Update the listing below by replacing each occurrence of "every instance" with "all instances" and leaving every other character unchanged.
^^^^^^^^
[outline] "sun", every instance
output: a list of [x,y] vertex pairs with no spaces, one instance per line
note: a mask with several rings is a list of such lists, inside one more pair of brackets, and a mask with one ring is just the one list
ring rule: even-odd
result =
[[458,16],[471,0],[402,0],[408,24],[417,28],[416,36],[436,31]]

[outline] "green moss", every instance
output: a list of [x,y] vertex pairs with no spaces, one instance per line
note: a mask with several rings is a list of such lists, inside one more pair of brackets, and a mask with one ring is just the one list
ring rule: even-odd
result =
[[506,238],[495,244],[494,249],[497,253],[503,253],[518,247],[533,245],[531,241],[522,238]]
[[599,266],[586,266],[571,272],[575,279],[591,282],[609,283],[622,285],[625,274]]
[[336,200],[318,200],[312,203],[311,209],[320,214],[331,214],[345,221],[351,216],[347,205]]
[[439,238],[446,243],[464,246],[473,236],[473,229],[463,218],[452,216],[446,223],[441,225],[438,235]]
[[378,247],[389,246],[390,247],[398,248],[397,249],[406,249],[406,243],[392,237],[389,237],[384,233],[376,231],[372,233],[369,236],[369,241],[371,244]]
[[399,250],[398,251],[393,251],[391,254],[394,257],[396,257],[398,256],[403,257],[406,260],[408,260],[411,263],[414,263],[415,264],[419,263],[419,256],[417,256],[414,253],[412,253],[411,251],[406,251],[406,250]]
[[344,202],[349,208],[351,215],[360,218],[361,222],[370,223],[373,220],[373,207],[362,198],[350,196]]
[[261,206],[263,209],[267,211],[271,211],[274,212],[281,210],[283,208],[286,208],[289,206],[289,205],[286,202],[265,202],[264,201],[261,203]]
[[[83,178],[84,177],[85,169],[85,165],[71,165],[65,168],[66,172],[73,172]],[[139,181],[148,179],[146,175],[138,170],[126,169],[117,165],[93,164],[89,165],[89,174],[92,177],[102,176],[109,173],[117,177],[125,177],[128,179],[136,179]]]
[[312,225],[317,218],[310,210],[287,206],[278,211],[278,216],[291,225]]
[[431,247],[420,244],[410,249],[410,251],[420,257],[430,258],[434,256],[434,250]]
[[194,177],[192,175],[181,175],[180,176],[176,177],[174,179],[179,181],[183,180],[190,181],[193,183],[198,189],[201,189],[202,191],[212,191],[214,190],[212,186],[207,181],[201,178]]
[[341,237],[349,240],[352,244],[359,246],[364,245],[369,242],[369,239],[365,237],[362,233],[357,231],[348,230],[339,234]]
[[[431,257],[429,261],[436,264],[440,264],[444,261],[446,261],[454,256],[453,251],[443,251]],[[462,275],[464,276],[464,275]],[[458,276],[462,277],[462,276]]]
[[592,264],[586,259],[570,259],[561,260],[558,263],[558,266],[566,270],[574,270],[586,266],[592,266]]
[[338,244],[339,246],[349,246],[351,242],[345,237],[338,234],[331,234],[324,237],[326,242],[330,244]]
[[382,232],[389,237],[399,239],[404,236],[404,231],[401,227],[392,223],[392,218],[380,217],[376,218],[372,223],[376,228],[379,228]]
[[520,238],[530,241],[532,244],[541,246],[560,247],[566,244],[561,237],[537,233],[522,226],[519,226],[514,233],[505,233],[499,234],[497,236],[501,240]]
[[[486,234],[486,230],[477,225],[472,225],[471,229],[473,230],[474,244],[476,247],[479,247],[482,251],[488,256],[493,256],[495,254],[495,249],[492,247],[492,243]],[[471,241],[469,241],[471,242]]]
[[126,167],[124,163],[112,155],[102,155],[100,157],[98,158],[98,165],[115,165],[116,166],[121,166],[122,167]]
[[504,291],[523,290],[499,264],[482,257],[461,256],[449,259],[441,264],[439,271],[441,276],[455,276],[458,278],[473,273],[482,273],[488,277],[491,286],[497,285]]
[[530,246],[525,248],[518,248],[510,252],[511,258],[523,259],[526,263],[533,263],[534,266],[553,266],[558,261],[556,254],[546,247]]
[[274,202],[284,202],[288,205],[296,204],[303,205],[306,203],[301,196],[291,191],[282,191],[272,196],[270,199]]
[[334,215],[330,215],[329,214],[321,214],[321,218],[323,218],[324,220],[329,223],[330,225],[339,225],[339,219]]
^^^^^^^^
• SOLUTION FOR THIS PROBLEM:
[outline] "sun", all instances
output: a list of [x,y] vertex pairs with no spaces, one instance per line
note: a mask with several rings is a list of such lists, inside one more pair of brackets, and a mask with one ring is just the one list
ring rule: even-odd
result =
[[458,16],[471,0],[402,0],[408,24],[417,28],[416,36],[436,31]]

[outline] "green moss", all instances
output: a list of [x,y] vertex pairs with no spaces, one instance per line
note: a mask with several rings is a list of such lists, inside one more pair of brackets, and a mask with one ring is just the one list
ring rule: even-odd
result =
[[506,238],[495,244],[494,249],[497,253],[503,253],[518,247],[533,245],[531,241],[522,238]]
[[599,266],[586,266],[571,272],[575,279],[591,282],[609,283],[622,285],[625,274]]
[[336,200],[318,200],[312,203],[311,209],[320,214],[331,214],[345,221],[351,216],[347,205]]
[[439,238],[446,243],[464,246],[473,236],[473,229],[463,218],[452,216],[446,223],[441,225],[438,235]]
[[378,247],[389,246],[390,247],[398,248],[397,249],[406,249],[406,243],[392,237],[389,237],[384,233],[376,231],[372,233],[369,236],[369,241],[371,244]]
[[399,250],[398,251],[393,251],[391,254],[394,257],[396,257],[398,256],[403,257],[406,260],[408,260],[411,263],[414,263],[415,264],[419,263],[419,256],[417,256],[414,253],[412,253],[411,251],[406,251],[406,250]]
[[344,202],[349,208],[351,215],[360,218],[361,222],[370,223],[373,220],[373,207],[362,198],[350,196]]
[[261,206],[263,209],[267,211],[271,211],[274,212],[281,210],[283,208],[286,208],[289,206],[289,205],[286,202],[265,202],[264,201],[261,203]]
[[[83,178],[84,177],[85,169],[85,165],[71,165],[65,168],[66,172],[73,172]],[[139,181],[148,179],[146,175],[138,170],[126,169],[117,165],[93,164],[89,165],[89,174],[92,177],[102,176],[109,173],[117,177],[125,177],[128,179],[136,179]]]
[[312,225],[317,218],[310,210],[287,206],[278,211],[278,216],[291,225]]
[[431,247],[420,244],[410,249],[410,251],[420,257],[430,258],[434,256],[434,250]]
[[194,177],[192,175],[181,175],[180,176],[176,177],[174,179],[179,181],[183,180],[190,181],[193,183],[198,189],[201,189],[202,191],[212,191],[214,190],[212,186],[207,181],[201,178]]
[[341,237],[349,240],[352,244],[359,246],[364,245],[369,242],[369,239],[365,237],[362,233],[357,231],[348,230],[339,234]]
[[[431,257],[429,261],[436,264],[440,264],[444,261],[446,261],[454,256],[453,251],[443,251]],[[462,275],[464,276],[464,275]],[[458,276],[462,277],[462,276]]]
[[592,264],[586,259],[570,259],[561,260],[558,263],[558,266],[566,270],[574,270],[586,266],[592,266]]
[[338,244],[339,246],[349,246],[351,242],[345,237],[338,234],[331,234],[324,237],[326,242],[330,244]]
[[382,232],[389,237],[399,239],[404,236],[404,231],[401,227],[392,223],[392,218],[380,217],[376,218],[372,223],[376,228],[379,228]]
[[520,238],[530,241],[532,244],[541,246],[560,247],[566,244],[561,237],[537,233],[522,226],[519,226],[514,233],[505,233],[499,234],[497,236],[501,240]]
[[[486,234],[486,230],[477,225],[472,225],[471,229],[473,230],[474,244],[476,247],[479,247],[482,251],[488,256],[493,256],[495,254],[495,249],[492,247],[492,243]],[[471,241],[469,241],[471,242]]]
[[126,167],[124,163],[112,155],[102,155],[100,157],[98,158],[98,165],[115,165],[116,166],[121,166],[122,167]]
[[504,291],[523,290],[499,264],[482,257],[461,256],[449,259],[441,264],[439,271],[441,276],[455,276],[458,278],[473,273],[482,273],[488,277],[491,286],[497,285]]
[[530,246],[525,248],[518,248],[510,252],[511,258],[523,259],[526,263],[533,263],[534,266],[553,266],[558,261],[556,254],[546,247]]
[[274,202],[284,202],[288,205],[296,204],[303,205],[306,203],[301,196],[291,191],[282,191],[272,196],[270,199]]
[[334,215],[330,215],[329,214],[321,214],[321,218],[323,218],[324,220],[329,223],[330,225],[339,225],[339,219]]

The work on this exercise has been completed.